This exercise calls for the records to be returned exactly, with images removed.

....

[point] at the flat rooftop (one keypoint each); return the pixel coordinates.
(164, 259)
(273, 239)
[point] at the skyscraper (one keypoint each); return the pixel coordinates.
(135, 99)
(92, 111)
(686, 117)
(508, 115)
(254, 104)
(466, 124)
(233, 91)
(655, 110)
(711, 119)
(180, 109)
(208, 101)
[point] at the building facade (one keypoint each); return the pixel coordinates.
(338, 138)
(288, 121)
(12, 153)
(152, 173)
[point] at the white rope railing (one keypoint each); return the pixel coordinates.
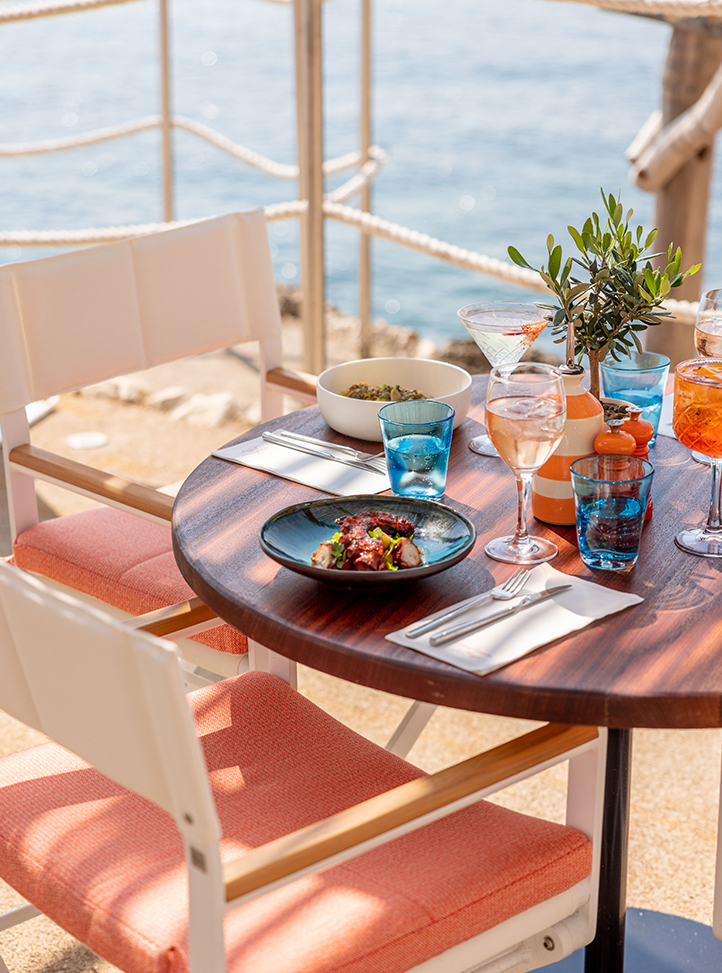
(684, 311)
(277, 169)
(76, 141)
(669, 9)
(366, 174)
(51, 8)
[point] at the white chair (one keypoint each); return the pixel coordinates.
(250, 840)
(86, 316)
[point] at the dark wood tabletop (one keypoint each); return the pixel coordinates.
(657, 664)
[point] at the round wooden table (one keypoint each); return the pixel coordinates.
(657, 664)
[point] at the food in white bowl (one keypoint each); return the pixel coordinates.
(359, 417)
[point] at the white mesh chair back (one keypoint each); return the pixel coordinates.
(86, 316)
(110, 695)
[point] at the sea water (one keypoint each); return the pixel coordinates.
(417, 466)
(501, 119)
(609, 530)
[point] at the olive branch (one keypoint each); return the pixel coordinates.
(619, 294)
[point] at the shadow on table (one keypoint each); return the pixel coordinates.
(660, 943)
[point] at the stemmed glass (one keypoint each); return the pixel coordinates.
(698, 425)
(708, 327)
(525, 416)
(503, 331)
(708, 338)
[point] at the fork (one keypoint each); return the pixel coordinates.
(376, 460)
(503, 592)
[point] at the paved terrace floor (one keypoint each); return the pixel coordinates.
(676, 774)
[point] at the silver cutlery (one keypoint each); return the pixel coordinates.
(466, 628)
(503, 592)
(321, 453)
(369, 459)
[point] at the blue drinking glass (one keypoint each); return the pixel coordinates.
(640, 378)
(610, 500)
(417, 438)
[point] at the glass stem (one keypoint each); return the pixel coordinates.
(713, 521)
(523, 489)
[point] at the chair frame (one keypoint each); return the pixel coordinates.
(543, 934)
(24, 463)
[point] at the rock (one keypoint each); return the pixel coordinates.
(207, 410)
(103, 390)
(126, 388)
(426, 348)
(167, 398)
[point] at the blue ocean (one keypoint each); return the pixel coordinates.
(502, 119)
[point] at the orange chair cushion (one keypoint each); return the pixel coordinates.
(123, 560)
(108, 866)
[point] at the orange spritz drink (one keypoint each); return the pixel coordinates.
(698, 425)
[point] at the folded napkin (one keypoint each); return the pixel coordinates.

....

Solution for this problem.
[point] at the flat rooftop (one keypoint each); return the pixel coordinates.
(164, 259)
(273, 239)
[point] at the skyscraper (one keypoint each); return the pixel coordinates.
(135, 99)
(92, 111)
(686, 117)
(508, 115)
(254, 104)
(466, 124)
(233, 91)
(655, 110)
(711, 119)
(180, 109)
(208, 101)
[point] at the building facade (one keypoint each); return the pixel coordinates.
(338, 138)
(288, 121)
(12, 153)
(152, 173)
[point] at the white rope railing (one keypoint each); return the pixel coordinates.
(684, 311)
(277, 169)
(76, 141)
(669, 9)
(366, 174)
(51, 8)
[point] at the white chair (one keypoint each); return the pixel coordinates.
(250, 840)
(86, 316)
[point] at the dark wood tabletop (one keypoint each); return the pixel coordinates.
(657, 664)
[point] at the round wooden table (one keypoint each); return the pixel coordinates.
(657, 664)
[point] at the food in white bowl (one keypoint each); return the pixel coordinates.
(359, 417)
[point] at the white mesh chair back (one keypoint each); return the pixel coordinates.
(86, 316)
(110, 695)
[point] at the sea water (one keypoint each); return the pixel coordinates.
(417, 466)
(501, 119)
(609, 530)
[point] at the olive branch (one keypoint each); return the pixel coordinates.
(619, 294)
[point] at the shadow on table (one keypoint each); return the pixel coordinates.
(660, 943)
[point] at the stemmed glass (one keypoint each); return the pixel coordinates.
(698, 425)
(708, 327)
(525, 416)
(503, 331)
(708, 338)
[point] at the fork (one keypoint each); return the pixel coordinates.
(376, 460)
(503, 592)
[point] at the paved terrace floor (one keypoint each); return the pixel coordinates.
(676, 774)
[point] at the silver cutlery (one keypoint each); return the pixel coordinates.
(466, 628)
(503, 592)
(321, 453)
(369, 459)
[point] at the blue drinking glass (one keypoint each); return the pixel coordinates.
(640, 378)
(610, 500)
(417, 438)
[point] at the glass stem (one keypoint each); return the pixel coordinates.
(713, 521)
(523, 489)
[point] at the chair frame (one keypoint each); return the pixel coordinates.
(543, 934)
(24, 463)
[point] at the rock (one keypoint each); return the pixel coordinates.
(207, 410)
(103, 390)
(126, 388)
(426, 348)
(167, 398)
[point] at the blue ocean (one keypoint each); return the pixel coordinates.
(502, 119)
[point] at the orange chair cushion (one keypoint each); return the pixel coordinates.
(123, 560)
(108, 866)
[point] at the orange spritz drink (one keypoint each); return the pixel coordinates.
(698, 425)
[point] at the folded napkin (one keypoint each); return the pixel coordinates.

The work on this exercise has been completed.